[Exercise objective]:
Transcribe the entries that follow exactly as they appear, minus pictures.

[Dataset extract]:
--------------------------------

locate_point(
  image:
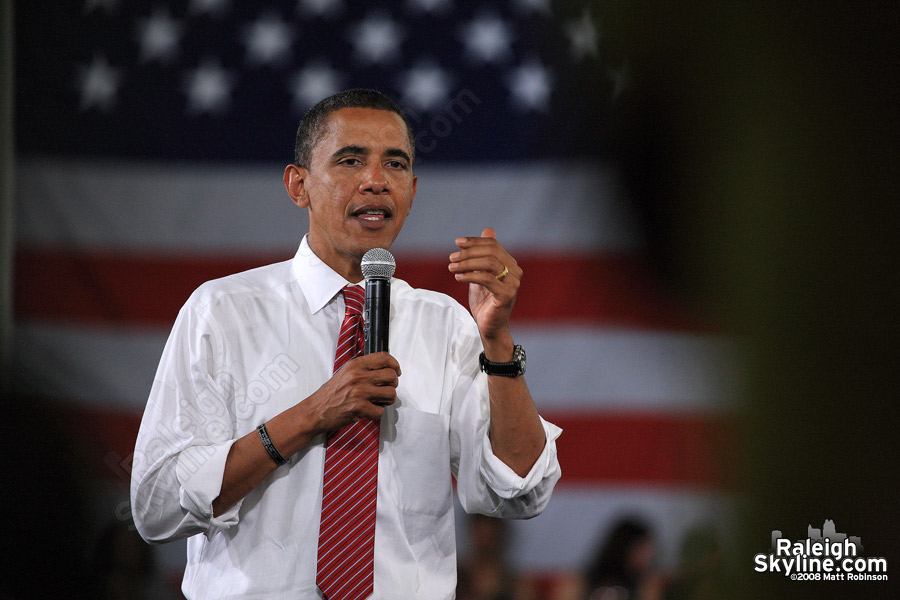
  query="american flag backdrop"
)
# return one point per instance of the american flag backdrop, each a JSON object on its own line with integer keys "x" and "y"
{"x": 151, "y": 140}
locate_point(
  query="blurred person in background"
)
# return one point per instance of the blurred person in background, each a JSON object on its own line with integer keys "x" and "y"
{"x": 623, "y": 568}
{"x": 701, "y": 571}
{"x": 485, "y": 574}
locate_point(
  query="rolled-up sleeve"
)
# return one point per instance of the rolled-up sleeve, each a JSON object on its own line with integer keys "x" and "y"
{"x": 485, "y": 484}
{"x": 185, "y": 436}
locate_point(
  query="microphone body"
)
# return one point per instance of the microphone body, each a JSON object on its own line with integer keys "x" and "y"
{"x": 378, "y": 267}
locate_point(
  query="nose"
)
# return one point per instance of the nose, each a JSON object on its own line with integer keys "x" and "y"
{"x": 374, "y": 181}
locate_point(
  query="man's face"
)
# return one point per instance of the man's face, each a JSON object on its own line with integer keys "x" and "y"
{"x": 359, "y": 186}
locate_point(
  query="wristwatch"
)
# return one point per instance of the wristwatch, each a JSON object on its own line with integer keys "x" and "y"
{"x": 513, "y": 368}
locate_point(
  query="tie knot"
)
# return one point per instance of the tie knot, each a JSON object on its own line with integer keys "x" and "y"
{"x": 354, "y": 298}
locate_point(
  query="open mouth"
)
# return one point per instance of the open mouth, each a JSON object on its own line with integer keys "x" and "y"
{"x": 372, "y": 214}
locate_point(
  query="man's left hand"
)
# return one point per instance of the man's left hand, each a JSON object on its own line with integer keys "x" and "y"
{"x": 493, "y": 277}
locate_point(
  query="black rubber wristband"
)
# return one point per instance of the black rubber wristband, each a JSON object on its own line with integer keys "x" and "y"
{"x": 269, "y": 446}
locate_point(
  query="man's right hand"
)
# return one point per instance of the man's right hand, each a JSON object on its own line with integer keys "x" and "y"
{"x": 360, "y": 390}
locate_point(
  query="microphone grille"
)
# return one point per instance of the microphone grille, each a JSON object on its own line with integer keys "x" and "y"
{"x": 378, "y": 263}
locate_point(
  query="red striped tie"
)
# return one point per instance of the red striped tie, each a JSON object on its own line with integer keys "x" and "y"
{"x": 345, "y": 569}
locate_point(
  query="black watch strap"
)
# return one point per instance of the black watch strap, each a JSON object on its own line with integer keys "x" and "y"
{"x": 513, "y": 368}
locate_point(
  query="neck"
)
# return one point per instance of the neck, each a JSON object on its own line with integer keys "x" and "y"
{"x": 344, "y": 264}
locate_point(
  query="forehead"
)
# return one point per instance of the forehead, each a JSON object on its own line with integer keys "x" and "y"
{"x": 370, "y": 128}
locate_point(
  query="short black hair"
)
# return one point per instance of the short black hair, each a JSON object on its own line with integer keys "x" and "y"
{"x": 312, "y": 125}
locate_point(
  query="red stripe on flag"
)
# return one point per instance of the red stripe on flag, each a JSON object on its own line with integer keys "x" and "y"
{"x": 680, "y": 451}
{"x": 148, "y": 289}
{"x": 647, "y": 449}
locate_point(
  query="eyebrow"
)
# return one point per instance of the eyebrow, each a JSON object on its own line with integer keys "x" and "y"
{"x": 351, "y": 149}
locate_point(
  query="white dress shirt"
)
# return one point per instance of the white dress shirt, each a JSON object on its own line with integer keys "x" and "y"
{"x": 245, "y": 348}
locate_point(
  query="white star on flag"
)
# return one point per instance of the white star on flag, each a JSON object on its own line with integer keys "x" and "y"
{"x": 214, "y": 8}
{"x": 582, "y": 36}
{"x": 268, "y": 40}
{"x": 537, "y": 6}
{"x": 487, "y": 39}
{"x": 314, "y": 82}
{"x": 208, "y": 89}
{"x": 425, "y": 86}
{"x": 108, "y": 6}
{"x": 320, "y": 8}
{"x": 99, "y": 84}
{"x": 530, "y": 85}
{"x": 376, "y": 39}
{"x": 429, "y": 6}
{"x": 158, "y": 36}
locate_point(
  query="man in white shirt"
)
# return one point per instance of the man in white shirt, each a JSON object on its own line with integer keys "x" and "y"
{"x": 257, "y": 349}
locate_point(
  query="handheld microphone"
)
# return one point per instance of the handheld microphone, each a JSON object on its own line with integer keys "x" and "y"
{"x": 378, "y": 267}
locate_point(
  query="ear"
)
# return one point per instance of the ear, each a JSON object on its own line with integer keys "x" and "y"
{"x": 295, "y": 184}
{"x": 413, "y": 196}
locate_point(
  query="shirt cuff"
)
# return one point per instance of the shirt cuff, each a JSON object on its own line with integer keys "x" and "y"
{"x": 504, "y": 481}
{"x": 200, "y": 470}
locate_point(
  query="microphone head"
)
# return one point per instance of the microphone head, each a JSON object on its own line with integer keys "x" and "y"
{"x": 378, "y": 263}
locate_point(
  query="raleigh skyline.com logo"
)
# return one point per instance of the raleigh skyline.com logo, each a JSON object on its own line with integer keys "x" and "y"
{"x": 825, "y": 555}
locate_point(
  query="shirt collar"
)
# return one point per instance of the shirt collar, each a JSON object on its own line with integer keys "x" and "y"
{"x": 319, "y": 282}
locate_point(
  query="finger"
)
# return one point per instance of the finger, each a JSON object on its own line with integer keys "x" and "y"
{"x": 490, "y": 264}
{"x": 378, "y": 360}
{"x": 372, "y": 411}
{"x": 503, "y": 289}
{"x": 385, "y": 377}
{"x": 380, "y": 394}
{"x": 468, "y": 242}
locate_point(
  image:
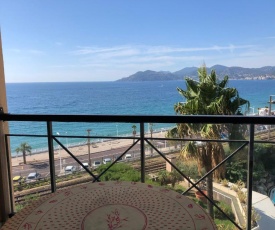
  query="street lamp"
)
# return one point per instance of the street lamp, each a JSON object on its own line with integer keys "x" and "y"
{"x": 60, "y": 161}
{"x": 67, "y": 140}
{"x": 89, "y": 152}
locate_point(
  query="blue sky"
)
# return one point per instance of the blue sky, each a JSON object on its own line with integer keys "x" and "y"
{"x": 100, "y": 40}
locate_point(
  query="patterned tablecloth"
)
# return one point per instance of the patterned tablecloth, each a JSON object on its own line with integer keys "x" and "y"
{"x": 112, "y": 205}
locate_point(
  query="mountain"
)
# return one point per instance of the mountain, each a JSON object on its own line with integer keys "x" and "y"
{"x": 235, "y": 72}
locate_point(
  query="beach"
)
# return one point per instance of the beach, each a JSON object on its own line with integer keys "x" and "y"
{"x": 80, "y": 150}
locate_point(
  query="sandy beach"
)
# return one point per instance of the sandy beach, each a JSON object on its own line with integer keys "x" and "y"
{"x": 80, "y": 150}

--------------------------------

[Task output]:
locate_point(
  image:
  query="american flag backdrop"
)
# return one point per instance of the american flag backdrop, each a JSON object on its own line with integer keys "x" and "y"
{"x": 151, "y": 140}
locate_point(
  query="blurred person in background"
)
# return one point per instance of the blurred person in background, each a JSON object on its own line with integer keys "x" and "y"
{"x": 623, "y": 568}
{"x": 701, "y": 571}
{"x": 485, "y": 574}
locate_point(
  query="rolled-up sleeve"
)
# return one point per instance of the rolled-up sleeve, each a JSON object on its own line with integer keys "x" and "y"
{"x": 485, "y": 484}
{"x": 185, "y": 436}
locate_point(
  query="microphone body"
)
# return one point per instance of the microphone body, each a JSON object on its own line with integer keys "x" and "y"
{"x": 378, "y": 267}
locate_point(
  query="nose"
)
# return one point per instance of the nose, each a JSON object on its own line with integer keys "x" and "y"
{"x": 374, "y": 181}
locate_point(
  query="man's face"
)
# return one point per instance of the man's face, each a JSON object on its own line with integer keys "x" and "y"
{"x": 359, "y": 186}
locate_point(
  query="wristwatch"
)
# return one point per instance of the wristwatch, each a JSON object on its own line with integer keys "x" and "y"
{"x": 513, "y": 368}
locate_point(
  query="tie knot"
)
# return one point per instance of the tie knot, each a JSON object on its own line with integer keys "x" and "y"
{"x": 354, "y": 298}
locate_point(
  query="open mouth"
)
# return one point per instance of the open mouth, each a JSON object on its own line with integer keys "x" and "y"
{"x": 372, "y": 214}
locate_point(
  query="man's left hand"
)
# return one point per instance of the man's left hand, each a JSON object on its own line with integer keys "x" and "y"
{"x": 493, "y": 277}
locate_point(
  query="black rubber wristband"
)
# return one point per instance of the black rubber wristband, each a JSON object on its own line with integer keys "x" and "y"
{"x": 269, "y": 446}
locate_point(
  query="man's right hand"
)
# return one point per instance of the man's right hand, each a JSON object on its own line with integer keys "x" and "y"
{"x": 360, "y": 390}
locate_point(
  query="microphone grille"
)
# return one point per instance of the microphone grille, each a JSON object on its own line with integer keys "x" and "y"
{"x": 378, "y": 263}
locate_point(
  query="red striped tie"
)
# return one point per instance of the red striped tie, each a JSON object on its own line with integer keys "x" and "y"
{"x": 345, "y": 569}
locate_point(
  query="black watch strap"
)
# return one point per instance of the black watch strap, each a JSON object on its own line with integer keys "x" and "y"
{"x": 513, "y": 368}
locate_point(
  query="neck"
)
# return one point per instance of the neck, each a JSON object on its own line with integer keys "x" and "y"
{"x": 344, "y": 264}
locate_point(
  query="forehead"
)
# return one point per instance of the forehead, each a JSON object on its own line with integer keys "x" and "y"
{"x": 370, "y": 128}
locate_point(
  query="short black hair"
)
# return one point per instance of the short black hair, each a JSON object on its own line with integer keys "x" and "y"
{"x": 312, "y": 125}
locate_point(
  query="red stripe on flag"
)
# return one point per instance of the red stripe on flag, each a JSON object on its own line with integer keys "x" and "y"
{"x": 680, "y": 451}
{"x": 148, "y": 289}
{"x": 647, "y": 449}
locate_point(
  query="eyebrow"
)
# return one point per instance of the eyebrow, each a JSON object on its own line with integer keys "x" and "y"
{"x": 351, "y": 149}
locate_point(
  query="white dress shirt"
)
# return one point per instance of the white dress shirt, each a JSON object on its own line with integer keys "x" and "y"
{"x": 245, "y": 348}
locate_point(
  query="white star on flag"
)
# return one point per instance of the white star on flag, each a JSON object on its own line with integer keys "x" and "y"
{"x": 214, "y": 8}
{"x": 582, "y": 36}
{"x": 268, "y": 40}
{"x": 537, "y": 6}
{"x": 487, "y": 39}
{"x": 314, "y": 82}
{"x": 208, "y": 89}
{"x": 425, "y": 86}
{"x": 108, "y": 6}
{"x": 320, "y": 8}
{"x": 99, "y": 84}
{"x": 530, "y": 85}
{"x": 376, "y": 39}
{"x": 429, "y": 6}
{"x": 158, "y": 36}
locate_point(
  query="man in white shirt"
)
# return one point per instance of the man in white shirt, each a JSON object on its own line with integer keys "x" and "y"
{"x": 257, "y": 349}
locate_point(
  query="handheld microphone"
)
# return one point per instance of the handheld microphone, each a JSON object on its own line with integer keys "x" and "y"
{"x": 378, "y": 267}
locate_point(
  query="ear"
)
# return one point per instance of the ear, each a JSON object on its own line with integer keys "x" and "y"
{"x": 295, "y": 184}
{"x": 413, "y": 196}
locate_point(
  query="shirt cuff"
)
# return one point per instance of the shirt cuff, each a JSON object on its own line with integer keys "x" and "y"
{"x": 504, "y": 481}
{"x": 200, "y": 470}
locate_point(
  query="microphone head"
)
# return one point per instance of the microphone head, each a JSON object on its own line with integer keys "x" and "y"
{"x": 378, "y": 263}
locate_point(
  query="raleigh skyline.com logo"
)
# return one point per instance of the raleigh skyline.com logo, each a JSON object on its own line with integer keys "x" and "y"
{"x": 825, "y": 555}
locate_point(
  query="shirt collar"
)
# return one point per instance of the shirt collar, each a JSON object on its own line with integer keys "x" and "y"
{"x": 319, "y": 282}
locate_point(
  query="finger"
)
# return one point per instance of the finger, each a JSON object on its own line with integer keys "x" and "y"
{"x": 490, "y": 264}
{"x": 378, "y": 360}
{"x": 372, "y": 411}
{"x": 503, "y": 289}
{"x": 385, "y": 377}
{"x": 380, "y": 394}
{"x": 468, "y": 242}
locate_point(
  image:
  query="street lamp"
)
# return one point per instance of the street lamp, each a JSON object on its own line with integer keys "x" and "y"
{"x": 60, "y": 161}
{"x": 67, "y": 140}
{"x": 89, "y": 152}
locate_point(
  query="blue sky"
)
# return one point per instance of the blue sky, each a JSON object on its own line with integer keys "x" and "y"
{"x": 100, "y": 40}
locate_point(
  query="patterned tablecloth"
)
# return one point per instance of the patterned tablecloth, each a JSON object on its own line with integer keys "x" and "y"
{"x": 112, "y": 205}
locate_point(
  query="mountain"
)
# return one point per instance of the mountain, each a JSON object on its own line with integer keys "x" and "y"
{"x": 235, "y": 72}
locate_point(
  query="beach"
)
# return one point per instance of the beach, each a JSON object on its own line with integer keys "x" and "y"
{"x": 80, "y": 150}
locate_point(
  query="sandy beach"
)
# return one point per instance of the sandy beach, each a JSON object on its own line with integer keys "x" and "y"
{"x": 80, "y": 150}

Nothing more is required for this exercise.